When United Nations ambassador Adlai Stevenson visited a little over a month before the assassination, a volatile crowd heckled him and a woman bonked him over the head with a picket sign. The city was largely controlled by an arch-conservative power structure that pounded out a thundering Cold War beat. "If you looked at what was going on, it felt like a city of hate," says Quin Mathews, Dallas native and maker of a new documentary, City of Hate.

When a nutcase killed the president, as Payne puts it, "We learned a lesson about extremists and their influence." The moderate Democrat Earle Cabell, who was mayor at the time of the assassination, claimed Alger's congressional seat. Other Democrats rode Johnson's presidential coat tails in the 1964 local elections. The city undertook a massive image rehabilitation campaign, with department store magnate Stanley Marcus creating an ad headlined "What's Right With Dallas?" that ran in national newspapers on New Year's Day, 1964.

**What you need to do:** Copy out the excerpt about Dallas and the assassination word for word, from start to finish.

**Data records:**
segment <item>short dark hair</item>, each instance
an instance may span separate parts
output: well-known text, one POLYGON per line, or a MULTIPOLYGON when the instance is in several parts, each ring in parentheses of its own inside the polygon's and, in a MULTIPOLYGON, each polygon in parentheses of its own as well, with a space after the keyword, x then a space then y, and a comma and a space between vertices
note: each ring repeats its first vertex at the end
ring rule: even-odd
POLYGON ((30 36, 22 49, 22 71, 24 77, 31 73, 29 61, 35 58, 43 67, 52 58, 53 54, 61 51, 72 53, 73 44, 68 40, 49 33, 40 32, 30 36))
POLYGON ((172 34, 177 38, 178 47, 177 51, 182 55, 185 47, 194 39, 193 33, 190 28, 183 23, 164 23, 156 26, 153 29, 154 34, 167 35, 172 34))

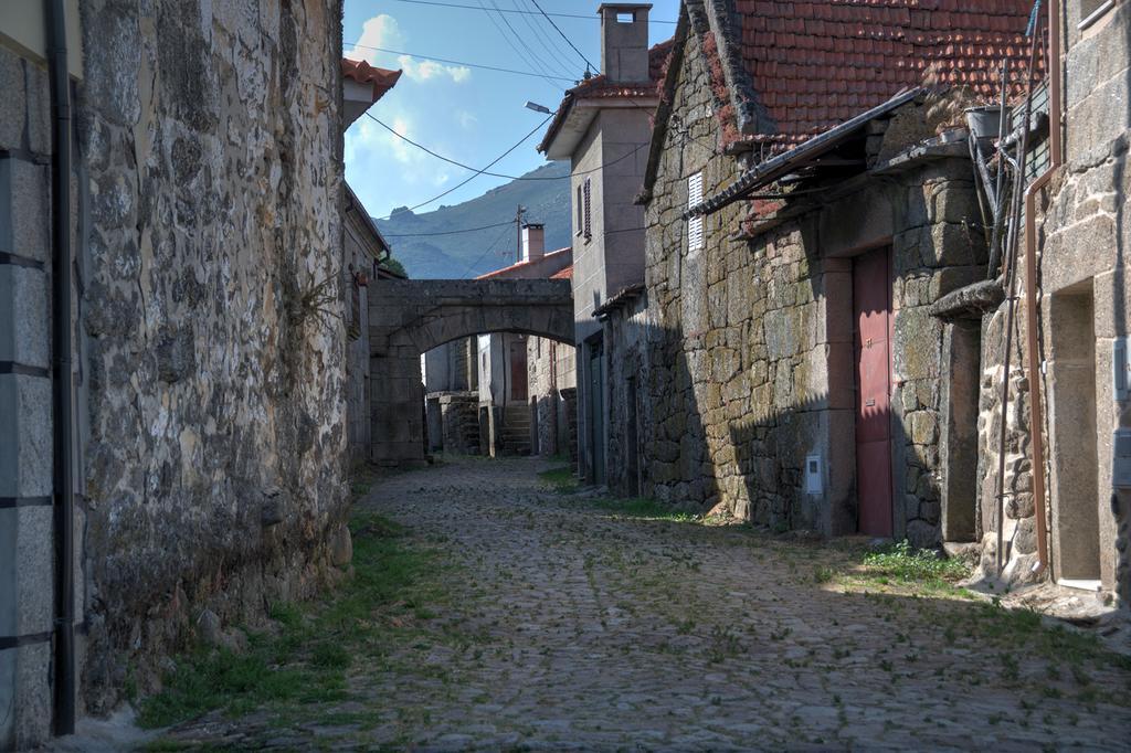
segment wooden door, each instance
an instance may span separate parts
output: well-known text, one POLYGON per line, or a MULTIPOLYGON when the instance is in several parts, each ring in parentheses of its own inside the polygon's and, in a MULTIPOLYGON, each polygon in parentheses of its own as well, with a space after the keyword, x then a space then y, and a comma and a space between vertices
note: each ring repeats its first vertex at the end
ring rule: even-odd
POLYGON ((593 483, 605 483, 605 352, 598 343, 589 350, 589 452, 593 483))
POLYGON ((891 536, 890 250, 853 263, 856 356, 856 500, 860 533, 891 536))
POLYGON ((510 399, 526 403, 526 340, 510 344, 510 399))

**Complete answer:**
When United Nations ambassador Adlai Stevenson visited a little over a month before the assassination, a volatile crowd heckled him and a woman bonked him over the head with a picket sign. The city was largely controlled by an arch-conservative power structure that pounded out a thundering Cold War beat. "If you looked at what was going on, it felt like a city of hate," says Quin Mathews, Dallas native and maker of a new documentary, City of Hate.

When a nutcase killed the president, as Payne puts it, "We learned a lesson about extremists and their influence." The moderate Democrat Earle Cabell, who was mayor at the time of the assassination, claimed Alger's congressional seat. Other Democrats rode Johnson's presidential coat tails in the 1964 local elections. The city undertook a massive image rehabilitation campaign, with department store magnate Stanley Marcus creating an ad headlined "What's Right With Dallas?" that ran in national newspapers on New Year's Day, 1964.